- [Source document]:

# What fish would be best to add?



## fs49864 (Mar 10, 2007)

When I have the new tank fully ready and the current fish from my 20 gallon all to the 50 gallon tank sometime after I'd like to add another fish or two (well actually I'll test the water and see how it's doing to know what is a good number, but anyway) 
So like I said this is a 50 gallon tank. 

The fish I currently have are: 
yellow tailed damsel 
percula clown 
mollie 
I believe a basslet (it's purple/pinkish and yellow but is not royal gamma) 


I'd like to get a 
Neon Goby 

would that be alright, or not such a good idea? 

Any other ideas of fish to add?


----------



## caferacermike (Oct 3, 2006)

Neon gobies tend to not live very long.

I'd go with scooter blenny because they have a great personality.


----------



## bettababy (Oct 12, 2006)

What about a pygmy angel, like a coral beauty? or.. cardinals? pajama cardinals are awesome.
Does it have to be "fish"? What about an anemone? A starfish? A crab? Urchin? Snails? 
Lots of cool options...


----------



## fs49864 (Mar 10, 2007)

ummm it doesn't have to be fish, but currently I can't have something with a lot of lighting needs.


----------



## Melissa (Nov 28, 2006)

well then anemones are out of the question.....you couls try a starfish like a brittle star or shrimp.


----------



## bettababy (Oct 12, 2006)

Brittle starfish, linkia starfish, long spine urchins, pin cushion urchins, emerald crabs, mushrooms (the mollies may or may not pick at these), coral banded shrimp, peppermint shrimp scarlet or blue leg hermit crabs...there's a huge list of options here.


----------



## Melissa (Nov 28, 2006)

i wouldn't recommend linkias, they are hard to keep alive past a few months...but brittle stars i would.


----------



## usmc121581 (Jul 31, 2006)

THats the wonder of keeping saltwater there are so many options to choice from. But as for the linkia's I dont know anyone that had keep one alive past 6 months. Doesnt mean that it cant be done. I just havent seen anyone do it.


----------



## fs49864 (Mar 10, 2007)

hmmm a few of those ideas sound alright. I also need to check what is at the lfs.


----------



## bettababy (Oct 12, 2006)

- [Direction 1]:
In the forum thread about stocking a 50 gallon tank, which fish does caferacermike recommend in place of a neon goby?
- [Direction 2]:
Reproduce the forum thread word for word, from "THats the wonder" to "at the lfs.".

[Collected data entries]
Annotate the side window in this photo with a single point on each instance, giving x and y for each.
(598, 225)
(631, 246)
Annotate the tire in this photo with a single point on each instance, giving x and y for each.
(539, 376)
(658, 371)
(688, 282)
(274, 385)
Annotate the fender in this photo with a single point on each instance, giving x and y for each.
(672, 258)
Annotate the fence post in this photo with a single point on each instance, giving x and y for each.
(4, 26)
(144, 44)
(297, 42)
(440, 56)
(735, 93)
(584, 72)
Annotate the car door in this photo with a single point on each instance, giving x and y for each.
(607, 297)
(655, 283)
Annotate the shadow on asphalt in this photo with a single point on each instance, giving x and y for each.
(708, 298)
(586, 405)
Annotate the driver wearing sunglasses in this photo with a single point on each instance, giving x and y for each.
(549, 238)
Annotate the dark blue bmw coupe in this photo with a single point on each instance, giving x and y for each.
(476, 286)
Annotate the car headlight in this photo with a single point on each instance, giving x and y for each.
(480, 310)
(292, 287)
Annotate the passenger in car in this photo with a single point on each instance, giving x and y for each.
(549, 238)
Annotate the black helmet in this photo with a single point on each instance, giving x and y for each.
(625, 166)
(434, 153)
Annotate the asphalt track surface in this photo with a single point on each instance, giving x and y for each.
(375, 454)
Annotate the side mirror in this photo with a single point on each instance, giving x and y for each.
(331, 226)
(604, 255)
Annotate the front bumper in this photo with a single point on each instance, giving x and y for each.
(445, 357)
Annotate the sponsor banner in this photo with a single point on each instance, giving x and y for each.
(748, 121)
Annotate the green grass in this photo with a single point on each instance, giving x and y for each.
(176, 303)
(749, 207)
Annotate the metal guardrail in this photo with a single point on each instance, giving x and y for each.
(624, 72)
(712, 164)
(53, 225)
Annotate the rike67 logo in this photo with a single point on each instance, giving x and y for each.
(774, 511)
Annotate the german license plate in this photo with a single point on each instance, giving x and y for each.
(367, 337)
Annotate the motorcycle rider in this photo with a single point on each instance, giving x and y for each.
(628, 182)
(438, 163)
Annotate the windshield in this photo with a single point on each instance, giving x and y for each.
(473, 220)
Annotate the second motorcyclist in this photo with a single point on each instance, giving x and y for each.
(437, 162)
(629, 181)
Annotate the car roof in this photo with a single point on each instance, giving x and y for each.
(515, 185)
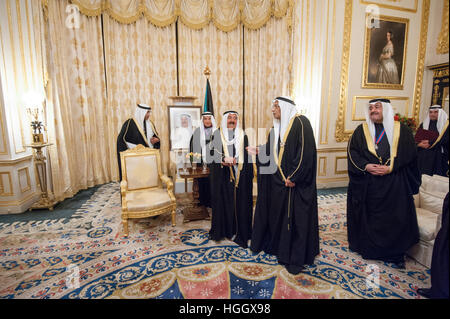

- [Response 1]:
A scooter blenny.

- [Response 2]:
THats the wonder of keeping saltwater there are so many options to choice from. But as for the linkia's I dont know anyone that had keep one alive past 6 months. Doesnt mean that it cant be done. I just havent seen anyone do it.


----------



## fs49864 (Mar 10, 2007)

hmmm a few of those ideas sound alright. I also need to check what is at the lfs.